Referring expression pointing data:
::::

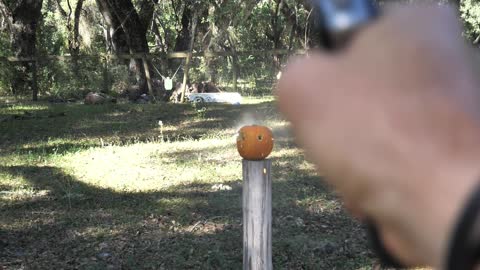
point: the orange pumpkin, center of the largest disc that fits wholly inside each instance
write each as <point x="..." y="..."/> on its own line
<point x="254" y="142"/>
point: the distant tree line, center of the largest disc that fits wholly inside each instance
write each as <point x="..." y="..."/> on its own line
<point x="76" y="27"/>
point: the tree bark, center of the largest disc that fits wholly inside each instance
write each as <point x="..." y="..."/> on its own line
<point x="75" y="45"/>
<point x="187" y="61"/>
<point x="25" y="17"/>
<point x="122" y="15"/>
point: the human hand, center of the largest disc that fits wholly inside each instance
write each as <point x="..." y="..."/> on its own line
<point x="393" y="122"/>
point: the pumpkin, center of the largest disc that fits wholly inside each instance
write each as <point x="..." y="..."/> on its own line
<point x="254" y="142"/>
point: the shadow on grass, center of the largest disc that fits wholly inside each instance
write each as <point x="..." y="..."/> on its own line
<point x="117" y="123"/>
<point x="74" y="225"/>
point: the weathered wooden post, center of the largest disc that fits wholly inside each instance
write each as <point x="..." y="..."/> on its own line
<point x="257" y="215"/>
<point x="254" y="143"/>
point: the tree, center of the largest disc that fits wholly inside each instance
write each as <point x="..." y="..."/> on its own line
<point x="127" y="33"/>
<point x="22" y="20"/>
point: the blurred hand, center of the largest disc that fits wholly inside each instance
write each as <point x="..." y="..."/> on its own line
<point x="394" y="124"/>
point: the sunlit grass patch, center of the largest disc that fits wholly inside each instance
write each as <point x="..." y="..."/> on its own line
<point x="154" y="166"/>
<point x="157" y="185"/>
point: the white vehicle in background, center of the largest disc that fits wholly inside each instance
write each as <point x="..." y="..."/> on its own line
<point x="222" y="97"/>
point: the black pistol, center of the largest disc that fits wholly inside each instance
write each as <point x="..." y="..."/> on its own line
<point x="336" y="21"/>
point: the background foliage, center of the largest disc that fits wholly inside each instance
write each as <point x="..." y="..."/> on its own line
<point x="239" y="25"/>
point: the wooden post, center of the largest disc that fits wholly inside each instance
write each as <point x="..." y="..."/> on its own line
<point x="146" y="67"/>
<point x="257" y="215"/>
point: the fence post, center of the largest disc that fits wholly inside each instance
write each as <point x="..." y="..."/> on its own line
<point x="257" y="215"/>
<point x="146" y="67"/>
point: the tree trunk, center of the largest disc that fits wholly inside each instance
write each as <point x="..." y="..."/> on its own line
<point x="235" y="61"/>
<point x="25" y="17"/>
<point x="128" y="31"/>
<point x="187" y="61"/>
<point x="75" y="43"/>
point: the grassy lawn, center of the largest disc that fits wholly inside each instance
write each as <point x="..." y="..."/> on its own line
<point x="108" y="187"/>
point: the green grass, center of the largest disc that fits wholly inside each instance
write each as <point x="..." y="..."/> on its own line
<point x="107" y="187"/>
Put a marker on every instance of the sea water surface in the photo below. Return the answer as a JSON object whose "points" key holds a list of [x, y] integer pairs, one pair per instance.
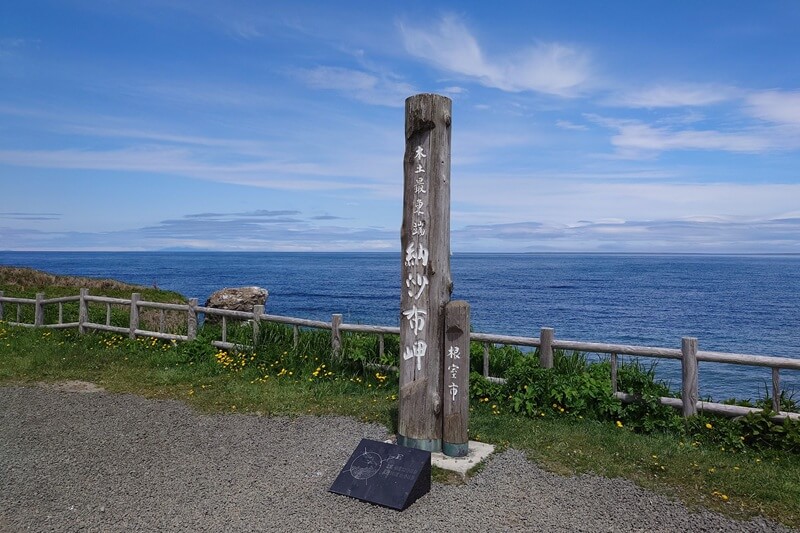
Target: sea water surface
{"points": [[742, 304]]}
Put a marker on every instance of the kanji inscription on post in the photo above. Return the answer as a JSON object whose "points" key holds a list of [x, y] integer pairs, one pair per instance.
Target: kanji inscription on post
{"points": [[425, 269]]}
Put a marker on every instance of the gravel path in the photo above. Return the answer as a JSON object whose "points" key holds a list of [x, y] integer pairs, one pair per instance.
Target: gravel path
{"points": [[94, 461]]}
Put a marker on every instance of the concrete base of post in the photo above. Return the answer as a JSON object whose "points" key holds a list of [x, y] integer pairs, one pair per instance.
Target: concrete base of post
{"points": [[430, 445], [478, 452]]}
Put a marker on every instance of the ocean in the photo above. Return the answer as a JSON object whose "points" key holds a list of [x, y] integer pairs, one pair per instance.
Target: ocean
{"points": [[743, 303]]}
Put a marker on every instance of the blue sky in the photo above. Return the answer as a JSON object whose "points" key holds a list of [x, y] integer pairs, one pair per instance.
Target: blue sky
{"points": [[278, 126]]}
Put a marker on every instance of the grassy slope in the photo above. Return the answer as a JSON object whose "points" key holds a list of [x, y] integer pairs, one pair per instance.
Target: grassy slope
{"points": [[739, 484]]}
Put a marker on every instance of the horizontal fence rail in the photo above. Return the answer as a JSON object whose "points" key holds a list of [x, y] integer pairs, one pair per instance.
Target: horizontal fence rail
{"points": [[688, 354]]}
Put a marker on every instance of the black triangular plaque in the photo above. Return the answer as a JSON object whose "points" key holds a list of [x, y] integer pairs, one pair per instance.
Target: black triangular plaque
{"points": [[385, 474]]}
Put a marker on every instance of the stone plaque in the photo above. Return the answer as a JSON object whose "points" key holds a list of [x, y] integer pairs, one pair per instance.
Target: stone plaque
{"points": [[385, 474]]}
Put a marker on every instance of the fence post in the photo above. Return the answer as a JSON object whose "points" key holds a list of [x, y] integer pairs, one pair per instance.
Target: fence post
{"points": [[546, 347], [613, 373], [258, 310], [134, 314], [38, 315], [455, 438], [191, 320], [689, 392], [83, 311], [776, 390], [336, 336]]}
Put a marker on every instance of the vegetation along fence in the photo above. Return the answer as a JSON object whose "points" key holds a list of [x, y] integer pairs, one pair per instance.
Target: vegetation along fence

::::

■ Task goal:
If a line in the data holds the word "tree", count it, then state the total alone.

■ Output for this exercise:
4